(Text for analysis):
[Start of section]
If someone is incredibly bored and doesn't mind reading some unedited work, then check out the below and tell me which one to re-write, in other words, the one you'd like to read more of, because I'm torn between the three.  
The Regular (Format:  For the page)

Punts is a pub just down from the Nandos on the corner of Windsor and Kitts. It’s the red, white and blue affair, a palette that belongs as much to the heyday of the British Commonwealth as it does to the Land of the Free.

The owner, Leeds born Dagesse, bought the joint six years ago after finalising a divorce to a lady I know only as “the blazing inferno”. Whether that nickname has something to with hair colour, temperament or menopausal flushes, I’m not brave enough to ask- there is a permanent happy hour discount at stake and, more importantly, Dagesse is descended from Rhonda Valley mining stock, those men are as hard as the rock they grafted.
[End of section]
(Exercise brief): Continue the draft about the pub called Punts and its owner Dagesse, picking up right after its final sentence.

(Record extracts):
[Start of section]
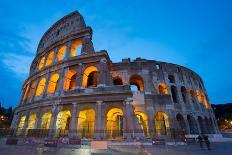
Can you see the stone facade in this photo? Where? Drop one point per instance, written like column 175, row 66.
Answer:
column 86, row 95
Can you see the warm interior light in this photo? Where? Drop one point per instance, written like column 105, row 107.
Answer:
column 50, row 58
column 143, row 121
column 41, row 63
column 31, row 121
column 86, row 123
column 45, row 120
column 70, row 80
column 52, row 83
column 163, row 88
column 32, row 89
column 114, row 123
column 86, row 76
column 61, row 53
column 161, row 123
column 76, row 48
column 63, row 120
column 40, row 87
[End of section]
[Start of section]
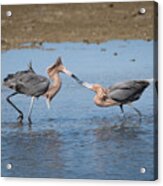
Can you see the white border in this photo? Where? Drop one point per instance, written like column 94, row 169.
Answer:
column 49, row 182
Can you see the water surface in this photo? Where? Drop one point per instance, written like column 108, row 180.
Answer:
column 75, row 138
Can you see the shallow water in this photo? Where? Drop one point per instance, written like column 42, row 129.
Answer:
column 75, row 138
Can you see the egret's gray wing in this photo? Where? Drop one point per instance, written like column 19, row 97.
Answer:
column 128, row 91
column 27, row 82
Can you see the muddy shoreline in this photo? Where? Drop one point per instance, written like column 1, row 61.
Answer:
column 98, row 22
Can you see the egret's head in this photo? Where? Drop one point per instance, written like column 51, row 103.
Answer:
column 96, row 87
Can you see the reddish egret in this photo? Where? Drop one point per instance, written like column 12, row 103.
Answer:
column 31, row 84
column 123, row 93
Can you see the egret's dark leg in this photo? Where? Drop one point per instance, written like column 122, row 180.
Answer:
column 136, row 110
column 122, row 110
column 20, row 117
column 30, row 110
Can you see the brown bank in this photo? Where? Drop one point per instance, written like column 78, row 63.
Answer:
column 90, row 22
[End of section]
(Task answer):
As far as I’m aware, the only woman in his life these days is Mary Bennett, a fox terrier whom whenever I see her, imbues me with a sudden sense of nostalgia and desire to dig out my late Grandfather’s HMV vinyl collection (a record label whose logo features a dog of the same breed).

Last Christmas I gifted Dagesse a 1962 Gene Pitney record from that collection so he could share in the reference. I’ve since seen he has thoroughly embraced it.

He’s framed the record and hung it over the dog bowl.

Unfortunately it’s at jowl level; so a mixture of coagulated spit and fragments of Hill’s Canine Ultra-Allergen Free have escaped digestion and partially obliterated the song title. What was once “The Man Who Shot Liberty Valance” has evolved into the gender flip, “a…ho…shot…bert…”.

Sometimes when it’s quiet Dagesse will join me for a Fosters, we’ll talk about José Mourinho's return to Chelsea, the shitty exchange rate and Cameron’s “millionaire’s tax cuts”- which (if we’re honest) we’d probably embrace, if we were in fact millionaires.

But we’re just two men drinking cheap beer, entertaining dreams of grandeur, in shoes we’d rather scuff than polish, in a pub called Punts.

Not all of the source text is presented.